Collected data entries
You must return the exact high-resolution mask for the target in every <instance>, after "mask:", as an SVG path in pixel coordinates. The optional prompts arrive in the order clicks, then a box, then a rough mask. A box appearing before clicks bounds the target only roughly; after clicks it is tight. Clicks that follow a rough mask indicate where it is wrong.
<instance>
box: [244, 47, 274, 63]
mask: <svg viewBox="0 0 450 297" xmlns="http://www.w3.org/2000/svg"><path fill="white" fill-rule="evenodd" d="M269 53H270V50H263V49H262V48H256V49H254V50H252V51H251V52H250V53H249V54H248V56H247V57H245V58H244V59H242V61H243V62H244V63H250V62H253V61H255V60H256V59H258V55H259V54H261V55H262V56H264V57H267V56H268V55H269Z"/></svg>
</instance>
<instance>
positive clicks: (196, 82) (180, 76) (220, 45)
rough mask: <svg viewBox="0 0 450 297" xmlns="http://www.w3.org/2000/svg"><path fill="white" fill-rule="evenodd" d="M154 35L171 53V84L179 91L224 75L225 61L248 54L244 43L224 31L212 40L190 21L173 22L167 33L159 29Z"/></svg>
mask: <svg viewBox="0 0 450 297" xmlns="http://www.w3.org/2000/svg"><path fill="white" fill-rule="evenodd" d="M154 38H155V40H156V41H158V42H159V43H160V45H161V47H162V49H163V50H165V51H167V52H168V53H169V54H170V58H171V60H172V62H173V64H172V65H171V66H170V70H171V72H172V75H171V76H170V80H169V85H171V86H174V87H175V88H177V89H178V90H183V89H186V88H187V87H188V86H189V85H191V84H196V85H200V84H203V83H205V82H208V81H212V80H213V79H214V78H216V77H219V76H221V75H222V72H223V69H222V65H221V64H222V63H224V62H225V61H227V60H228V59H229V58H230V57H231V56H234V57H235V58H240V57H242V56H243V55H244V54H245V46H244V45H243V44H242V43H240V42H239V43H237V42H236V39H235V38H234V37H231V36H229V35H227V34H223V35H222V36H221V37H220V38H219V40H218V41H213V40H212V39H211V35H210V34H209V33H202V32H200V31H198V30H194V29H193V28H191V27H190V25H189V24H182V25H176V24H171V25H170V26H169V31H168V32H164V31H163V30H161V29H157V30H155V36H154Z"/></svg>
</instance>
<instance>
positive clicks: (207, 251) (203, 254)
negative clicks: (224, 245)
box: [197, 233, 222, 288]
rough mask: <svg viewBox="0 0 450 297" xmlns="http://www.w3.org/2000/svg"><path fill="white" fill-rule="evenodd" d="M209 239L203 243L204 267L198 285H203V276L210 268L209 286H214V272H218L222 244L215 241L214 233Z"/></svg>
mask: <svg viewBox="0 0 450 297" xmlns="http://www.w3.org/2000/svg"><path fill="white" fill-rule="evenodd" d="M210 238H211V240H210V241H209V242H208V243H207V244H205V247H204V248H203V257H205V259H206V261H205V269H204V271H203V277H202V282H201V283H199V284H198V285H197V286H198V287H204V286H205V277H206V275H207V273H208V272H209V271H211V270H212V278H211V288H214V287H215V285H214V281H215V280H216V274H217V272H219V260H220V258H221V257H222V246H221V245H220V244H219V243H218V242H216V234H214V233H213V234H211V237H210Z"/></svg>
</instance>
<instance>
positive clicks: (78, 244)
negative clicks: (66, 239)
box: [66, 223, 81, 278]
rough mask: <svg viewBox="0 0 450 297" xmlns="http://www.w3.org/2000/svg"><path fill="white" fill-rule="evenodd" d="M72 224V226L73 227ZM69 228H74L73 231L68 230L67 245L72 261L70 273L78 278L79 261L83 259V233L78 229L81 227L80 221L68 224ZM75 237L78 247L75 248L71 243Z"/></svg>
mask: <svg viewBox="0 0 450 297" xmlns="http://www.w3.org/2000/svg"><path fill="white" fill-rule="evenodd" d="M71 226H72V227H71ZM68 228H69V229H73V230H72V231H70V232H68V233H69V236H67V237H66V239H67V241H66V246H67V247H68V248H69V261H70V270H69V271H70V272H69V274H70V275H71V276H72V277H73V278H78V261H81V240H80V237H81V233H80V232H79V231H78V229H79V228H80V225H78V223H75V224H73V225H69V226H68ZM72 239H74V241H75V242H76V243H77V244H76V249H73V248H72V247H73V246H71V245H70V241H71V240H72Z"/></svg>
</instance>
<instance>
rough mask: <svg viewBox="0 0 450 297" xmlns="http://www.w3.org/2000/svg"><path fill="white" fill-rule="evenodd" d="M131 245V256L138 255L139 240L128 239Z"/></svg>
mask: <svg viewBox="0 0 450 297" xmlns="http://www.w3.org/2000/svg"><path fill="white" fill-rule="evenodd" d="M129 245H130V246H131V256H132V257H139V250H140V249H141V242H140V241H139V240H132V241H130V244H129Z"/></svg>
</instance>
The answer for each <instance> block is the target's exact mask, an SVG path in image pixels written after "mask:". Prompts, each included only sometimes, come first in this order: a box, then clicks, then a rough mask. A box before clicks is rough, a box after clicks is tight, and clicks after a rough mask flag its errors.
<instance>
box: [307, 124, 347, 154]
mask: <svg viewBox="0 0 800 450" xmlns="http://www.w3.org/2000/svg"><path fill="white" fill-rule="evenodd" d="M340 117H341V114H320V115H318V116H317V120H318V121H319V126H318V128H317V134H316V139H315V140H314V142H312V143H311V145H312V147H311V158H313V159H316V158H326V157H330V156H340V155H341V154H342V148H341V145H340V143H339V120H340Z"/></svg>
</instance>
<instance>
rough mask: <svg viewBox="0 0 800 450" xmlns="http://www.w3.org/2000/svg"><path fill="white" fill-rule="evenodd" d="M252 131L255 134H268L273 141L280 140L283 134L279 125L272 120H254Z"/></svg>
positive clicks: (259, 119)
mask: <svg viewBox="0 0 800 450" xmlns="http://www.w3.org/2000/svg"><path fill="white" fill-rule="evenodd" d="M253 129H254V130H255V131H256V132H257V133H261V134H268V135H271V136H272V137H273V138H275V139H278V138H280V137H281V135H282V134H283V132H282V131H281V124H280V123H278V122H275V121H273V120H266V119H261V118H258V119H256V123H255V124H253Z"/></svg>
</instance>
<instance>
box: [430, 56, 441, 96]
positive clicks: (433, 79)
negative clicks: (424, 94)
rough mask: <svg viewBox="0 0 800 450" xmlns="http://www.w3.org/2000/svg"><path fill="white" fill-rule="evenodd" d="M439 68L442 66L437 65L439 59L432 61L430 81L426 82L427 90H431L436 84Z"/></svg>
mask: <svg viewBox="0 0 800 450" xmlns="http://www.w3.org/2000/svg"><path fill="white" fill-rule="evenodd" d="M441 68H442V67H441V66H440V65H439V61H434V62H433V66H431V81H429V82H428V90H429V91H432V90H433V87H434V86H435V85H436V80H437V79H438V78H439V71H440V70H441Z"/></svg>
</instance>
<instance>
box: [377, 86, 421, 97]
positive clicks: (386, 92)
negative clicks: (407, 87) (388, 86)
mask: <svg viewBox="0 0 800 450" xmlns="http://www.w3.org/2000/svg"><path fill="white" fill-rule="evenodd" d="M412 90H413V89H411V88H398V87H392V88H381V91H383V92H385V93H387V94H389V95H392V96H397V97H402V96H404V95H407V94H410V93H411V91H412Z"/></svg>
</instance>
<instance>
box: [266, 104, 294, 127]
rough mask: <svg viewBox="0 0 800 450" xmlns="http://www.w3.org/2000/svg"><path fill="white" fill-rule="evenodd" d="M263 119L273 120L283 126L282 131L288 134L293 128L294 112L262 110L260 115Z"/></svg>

> Exercise
For each record above, print an exact copy.

> Result of this exercise
You must return the exact high-resolution mask for the target in every <instance>, after "mask:", as an SVG path in pixel coordinates. The optional prompts arrive in the order clicks, then a box, then a rough mask. A box appearing before clicks bounds the target only roughly; after clicks it is tight. Clicks that follow a rough mask indicate where it is wrong.
<instance>
box: [244, 47, 274, 63]
mask: <svg viewBox="0 0 450 297" xmlns="http://www.w3.org/2000/svg"><path fill="white" fill-rule="evenodd" d="M269 53H270V50H263V49H262V48H256V49H254V50H252V51H251V52H250V53H249V54H248V56H247V57H245V58H244V59H242V61H243V62H244V63H250V62H253V61H255V60H256V59H258V55H259V54H261V55H262V56H264V57H267V56H268V55H269Z"/></svg>
</instance>
<instance>
positive clicks: (196, 82) (180, 76) (220, 45)
rough mask: <svg viewBox="0 0 450 297" xmlns="http://www.w3.org/2000/svg"><path fill="white" fill-rule="evenodd" d="M154 35L171 53V84L179 91L224 75L225 61L248 54L244 43L224 31L212 40L190 21L173 22L167 33L159 29Z"/></svg>
mask: <svg viewBox="0 0 450 297" xmlns="http://www.w3.org/2000/svg"><path fill="white" fill-rule="evenodd" d="M154 38H155V40H156V41H158V42H159V43H160V45H161V47H162V49H163V50H165V51H167V52H168V53H169V54H170V58H171V60H172V62H173V64H172V65H171V66H170V70H171V72H172V75H171V76H170V80H169V85H171V86H174V87H175V88H177V89H178V90H183V89H186V88H187V87H188V86H189V85H191V84H196V85H200V84H203V83H205V82H208V81H212V80H213V79H214V78H216V77H219V76H221V75H222V72H223V69H222V65H221V64H222V63H224V62H225V61H227V60H228V59H229V58H230V57H231V56H234V57H235V58H240V57H242V56H243V55H244V54H245V46H244V45H243V44H242V43H240V42H239V43H237V42H236V39H235V38H234V37H231V36H229V35H227V34H223V35H222V36H221V37H220V38H219V40H218V41H213V40H212V39H211V35H210V34H209V33H202V32H200V31H198V30H194V29H193V28H191V27H190V25H189V24H182V25H176V24H171V25H170V26H169V31H168V32H164V31H163V30H161V29H157V30H155V36H154Z"/></svg>
</instance>
<instance>
positive clicks: (207, 251) (203, 254)
negative clicks: (224, 245)
box: [197, 233, 222, 288]
rough mask: <svg viewBox="0 0 450 297" xmlns="http://www.w3.org/2000/svg"><path fill="white" fill-rule="evenodd" d="M209 239L203 243L204 267L198 285H203V276L210 268L209 286H214V272H218L222 244L215 241L214 233Z"/></svg>
mask: <svg viewBox="0 0 450 297" xmlns="http://www.w3.org/2000/svg"><path fill="white" fill-rule="evenodd" d="M210 238H211V240H210V241H209V242H208V243H207V244H205V247H204V248H203V257H205V259H206V261H205V269H204V271H203V277H202V282H201V283H199V284H198V285H197V286H198V287H204V286H205V277H206V275H207V273H208V272H209V271H211V270H212V278H211V288H214V287H215V285H214V281H215V280H216V274H217V272H219V260H220V258H221V257H222V246H221V245H220V244H219V243H218V242H216V234H214V233H213V234H211V237H210Z"/></svg>
</instance>
<instance>
positive clicks: (78, 244)
negative clicks: (66, 239)
box: [66, 223, 81, 278]
rough mask: <svg viewBox="0 0 450 297" xmlns="http://www.w3.org/2000/svg"><path fill="white" fill-rule="evenodd" d="M72 224V226L73 227ZM69 228H74L73 231L68 230L67 245L72 261L70 273L78 278L79 261L83 259V233L78 229L81 227L80 221L68 224ZM75 237L78 247L75 248L71 243Z"/></svg>
mask: <svg viewBox="0 0 450 297" xmlns="http://www.w3.org/2000/svg"><path fill="white" fill-rule="evenodd" d="M71 226H72V227H71ZM68 228H69V229H73V230H72V231H70V232H68V233H69V236H67V237H66V239H67V241H66V246H67V247H68V248H69V261H70V270H69V271H70V272H69V274H70V275H71V276H72V277H73V278H78V261H81V240H80V237H81V233H80V232H79V231H78V229H79V228H80V225H78V223H75V224H73V225H69V226H68ZM72 239H74V241H75V242H76V243H77V244H76V249H73V248H72V247H73V246H71V245H70V241H71V240H72Z"/></svg>
</instance>
<instance>
rough mask: <svg viewBox="0 0 450 297" xmlns="http://www.w3.org/2000/svg"><path fill="white" fill-rule="evenodd" d="M131 245V256L138 255L139 240L128 239Z"/></svg>
mask: <svg viewBox="0 0 450 297" xmlns="http://www.w3.org/2000/svg"><path fill="white" fill-rule="evenodd" d="M129 245H130V246H131V256H132V257H139V250H140V249H141V242H140V241H139V240H132V241H130V244H129Z"/></svg>
</instance>
The answer for each <instance> block is the target's exact mask, an SVG path in image pixels written after "mask:". Prompts, each included only sometimes, come first in this order: a box, then clicks, then a rough mask. A box before clicks is rough, a box after clicks is tight, and clicks after a rough mask flag its errors.
<instance>
box: [307, 124, 347, 154]
mask: <svg viewBox="0 0 800 450" xmlns="http://www.w3.org/2000/svg"><path fill="white" fill-rule="evenodd" d="M340 117H341V114H320V115H318V116H317V120H318V121H319V126H318V128H317V134H316V139H315V140H314V142H312V143H311V145H312V147H311V158H313V159H316V158H326V157H330V156H340V155H341V154H342V148H341V145H340V143H339V120H340Z"/></svg>
</instance>
<instance>
rough mask: <svg viewBox="0 0 800 450" xmlns="http://www.w3.org/2000/svg"><path fill="white" fill-rule="evenodd" d="M252 131L255 134H268L273 141L280 140L283 134L279 125L272 120H254Z"/></svg>
positive clicks: (259, 119)
mask: <svg viewBox="0 0 800 450" xmlns="http://www.w3.org/2000/svg"><path fill="white" fill-rule="evenodd" d="M253 129H254V130H255V131H256V132H257V133H261V134H268V135H271V136H272V137H273V138H275V139H278V138H280V137H281V135H282V134H283V132H282V131H281V124H280V123H278V122H275V121H273V120H266V119H261V118H258V119H256V123H255V124H253Z"/></svg>
</instance>
<instance>
box: [430, 56, 441, 96]
positive clicks: (433, 79)
negative clicks: (424, 94)
rough mask: <svg viewBox="0 0 800 450" xmlns="http://www.w3.org/2000/svg"><path fill="white" fill-rule="evenodd" d="M439 68L442 66L437 65L439 59L432 61L430 81L426 82L427 90H431L436 84Z"/></svg>
mask: <svg viewBox="0 0 800 450" xmlns="http://www.w3.org/2000/svg"><path fill="white" fill-rule="evenodd" d="M441 68H442V67H441V66H440V65H439V61H434V62H433V66H431V81H429V82H428V90H429V91H432V90H433V87H434V86H435V85H436V80H437V79H438V78H439V71H440V70H441Z"/></svg>
</instance>
<instance>
box: [377, 86, 421, 97]
positive clicks: (386, 92)
negative clicks: (407, 87) (388, 86)
mask: <svg viewBox="0 0 800 450" xmlns="http://www.w3.org/2000/svg"><path fill="white" fill-rule="evenodd" d="M412 90H413V89H411V88H398V87H392V88H381V91H383V92H385V93H387V94H389V95H392V96H397V97H402V96H404V95H407V94H410V93H411V91H412Z"/></svg>
</instance>
<instance>
box: [266, 104, 294, 127]
rough mask: <svg viewBox="0 0 800 450" xmlns="http://www.w3.org/2000/svg"><path fill="white" fill-rule="evenodd" d="M263 119L273 120L283 126L282 131L288 134L293 128L294 112L262 110L260 115Z"/></svg>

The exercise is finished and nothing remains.